From the first line to the last, please print the entries exactly, omitting pictures.

#### [Task material]
---------------

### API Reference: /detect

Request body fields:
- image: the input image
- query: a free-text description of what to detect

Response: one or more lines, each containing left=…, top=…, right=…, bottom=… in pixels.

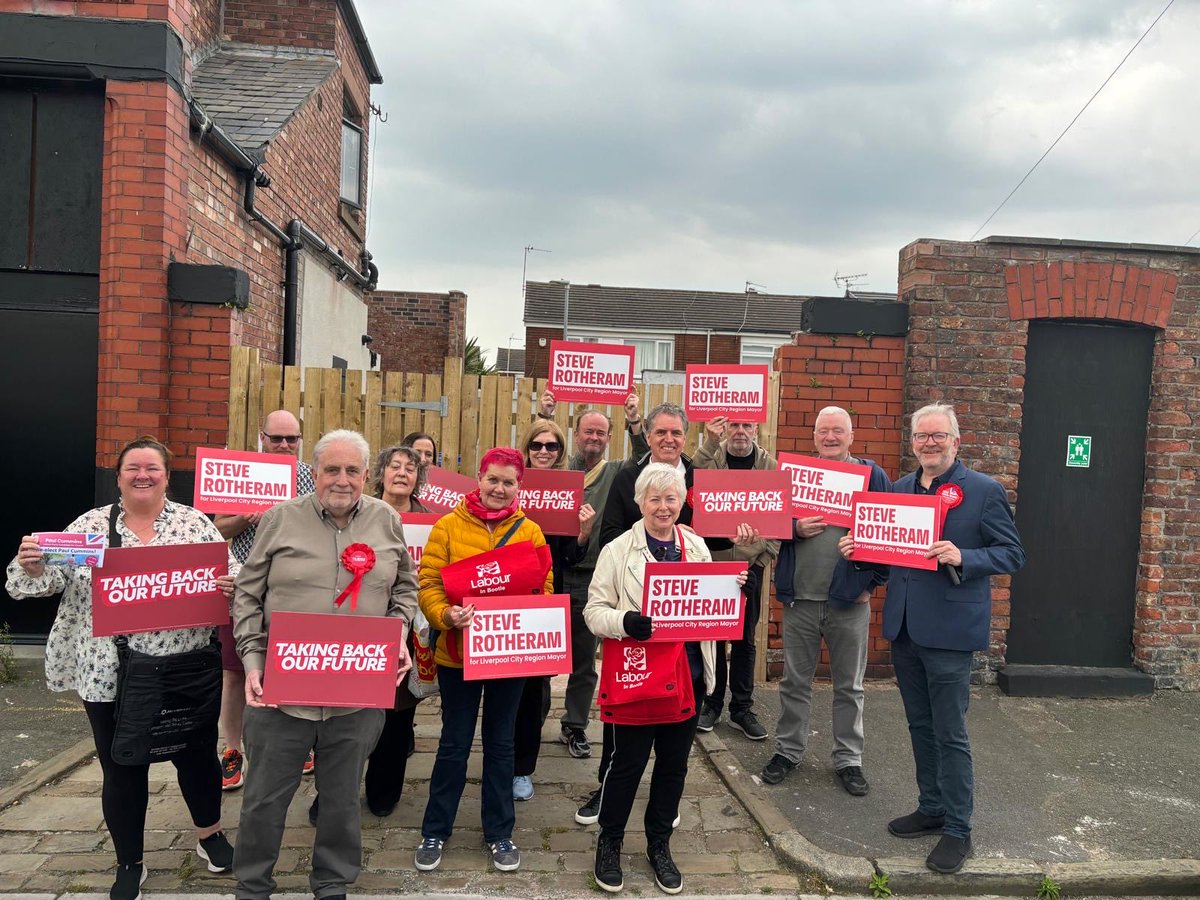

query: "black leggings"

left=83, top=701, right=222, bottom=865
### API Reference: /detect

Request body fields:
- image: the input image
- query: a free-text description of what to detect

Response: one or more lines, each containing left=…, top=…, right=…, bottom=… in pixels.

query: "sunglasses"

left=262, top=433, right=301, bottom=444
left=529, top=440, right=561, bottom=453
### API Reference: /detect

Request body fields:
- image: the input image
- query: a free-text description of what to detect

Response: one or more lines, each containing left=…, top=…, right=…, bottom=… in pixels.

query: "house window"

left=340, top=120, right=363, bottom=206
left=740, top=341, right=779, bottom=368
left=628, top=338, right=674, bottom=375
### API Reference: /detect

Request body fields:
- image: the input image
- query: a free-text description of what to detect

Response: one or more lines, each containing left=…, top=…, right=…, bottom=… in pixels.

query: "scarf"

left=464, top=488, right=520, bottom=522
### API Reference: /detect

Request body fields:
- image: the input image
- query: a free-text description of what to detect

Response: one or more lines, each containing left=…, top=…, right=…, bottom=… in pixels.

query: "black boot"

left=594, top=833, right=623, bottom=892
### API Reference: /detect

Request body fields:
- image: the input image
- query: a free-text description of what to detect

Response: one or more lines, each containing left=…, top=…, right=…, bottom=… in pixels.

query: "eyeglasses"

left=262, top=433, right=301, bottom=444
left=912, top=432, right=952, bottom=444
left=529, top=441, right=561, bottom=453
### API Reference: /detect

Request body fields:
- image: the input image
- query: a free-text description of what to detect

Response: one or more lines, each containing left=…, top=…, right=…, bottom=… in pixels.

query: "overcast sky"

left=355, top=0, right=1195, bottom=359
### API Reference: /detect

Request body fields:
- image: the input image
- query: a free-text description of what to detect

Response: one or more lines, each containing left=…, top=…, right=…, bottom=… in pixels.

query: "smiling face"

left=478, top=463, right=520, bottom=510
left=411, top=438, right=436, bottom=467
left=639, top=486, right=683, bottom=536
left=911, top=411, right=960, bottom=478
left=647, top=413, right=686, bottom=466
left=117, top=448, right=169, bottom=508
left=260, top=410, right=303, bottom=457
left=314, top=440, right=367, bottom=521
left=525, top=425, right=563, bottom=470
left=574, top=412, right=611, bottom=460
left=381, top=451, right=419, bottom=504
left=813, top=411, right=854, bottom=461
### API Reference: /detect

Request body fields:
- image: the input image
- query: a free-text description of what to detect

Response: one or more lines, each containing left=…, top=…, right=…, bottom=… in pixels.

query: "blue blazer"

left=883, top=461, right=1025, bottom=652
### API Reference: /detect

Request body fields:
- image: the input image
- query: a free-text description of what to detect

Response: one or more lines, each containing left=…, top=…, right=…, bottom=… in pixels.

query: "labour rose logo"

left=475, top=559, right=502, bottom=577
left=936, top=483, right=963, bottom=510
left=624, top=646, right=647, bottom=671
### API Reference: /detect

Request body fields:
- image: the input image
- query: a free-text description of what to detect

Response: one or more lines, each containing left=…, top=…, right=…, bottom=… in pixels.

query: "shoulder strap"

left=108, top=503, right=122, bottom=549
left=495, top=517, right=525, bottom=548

---------------

#### [Solution to this task]
### API Reference: /detect

Request body fields:
- image: the input image
- query: a free-text description of what to detect

Response: one or more lines, each containing left=…, top=…, right=…, bottom=… in pixels.


query: "black leggings"

left=83, top=701, right=222, bottom=865
### API Reference: /detect

Request body fields:
- image: the input image
- query: a free-text description of what to detect

Response: one or more lines, each containing left=…, top=…, right=…, bottom=… in pixels.

query: "sunglasses"

left=262, top=433, right=301, bottom=444
left=529, top=440, right=561, bottom=453
### API Reference: /detect

Request body fields:
- image: the input image
- query: a free-text description of what to detect

Response: one or more lines, each containing left=…, top=…, right=…, bottom=… in pixels.

query: "house window"

left=340, top=120, right=363, bottom=206
left=740, top=341, right=779, bottom=368
left=628, top=338, right=674, bottom=375
### API Reference: /detect

Request body fields:
- image: the input image
- query: a free-text description of what to detect

Response: one or more lines, each containing left=…, top=…, right=…, bottom=… in pixels.

query: "scarf"

left=464, top=488, right=520, bottom=522
### API Reference: /detect

Request body fields:
- image: the input image
- query: a free-text description of what to detect

Response: one or more lines, each containing left=…, top=…, right=…, bottom=… in pixels.

query: "black boot"

left=594, top=833, right=623, bottom=892
### API Reference: /detect

Request body fields:
- image: the input image
- query: a free-text description of what to detect

Response: one or more lines, each containing left=…, top=…, right=…, bottom=… in pixels.

query: "eyeglasses"

left=262, top=433, right=301, bottom=444
left=912, top=432, right=952, bottom=444
left=529, top=441, right=561, bottom=453
### API Reference: /detect

Request body fields:
- image: the input image
- query: a free-text description of what to detect

Response: one or more lines, each containing left=…, top=…, right=…, bottom=… in pixels.

query: "overcast sky"

left=355, top=0, right=1195, bottom=359
### API Reference: /detect

Request body fields:
- image: the input image
- query: a free-text description of what to detect

Response: one or more lines, each containing left=…, top=…, right=…, bottom=… in pixels.

query: "smiling face"

left=478, top=463, right=520, bottom=510
left=411, top=438, right=436, bottom=467
left=639, top=486, right=683, bottom=536
left=911, top=411, right=960, bottom=478
left=647, top=413, right=686, bottom=466
left=117, top=448, right=169, bottom=508
left=260, top=410, right=303, bottom=457
left=314, top=440, right=367, bottom=521
left=525, top=425, right=563, bottom=470
left=574, top=412, right=611, bottom=460
left=381, top=451, right=419, bottom=504
left=813, top=411, right=854, bottom=461
### API Reference: /detect

Request body fields:
- image: the input image
- query: a free-text description of what to detect

Response: one or more lines, each containing left=…, top=…, right=…, bottom=… in pixels.

query: "blue blazer"

left=883, top=461, right=1025, bottom=652
### API Reference: /detect

Request body fields:
- image: the input image
- query: a free-text description of what to detect

Response: one or more lines, each containing left=…, top=…, right=…, bottom=… in pixels.

query: "labour rose logo"

left=475, top=559, right=502, bottom=577
left=936, top=483, right=963, bottom=510
left=624, top=646, right=647, bottom=671
### API Reference: /detect

Request body fields:
- image: the input image
- query: a free-text description of what to detect

Response: one or more lines, each containing left=…, top=…, right=…, bottom=… in pixels.

query: "shoulder strap"

left=108, top=503, right=122, bottom=549
left=495, top=517, right=525, bottom=548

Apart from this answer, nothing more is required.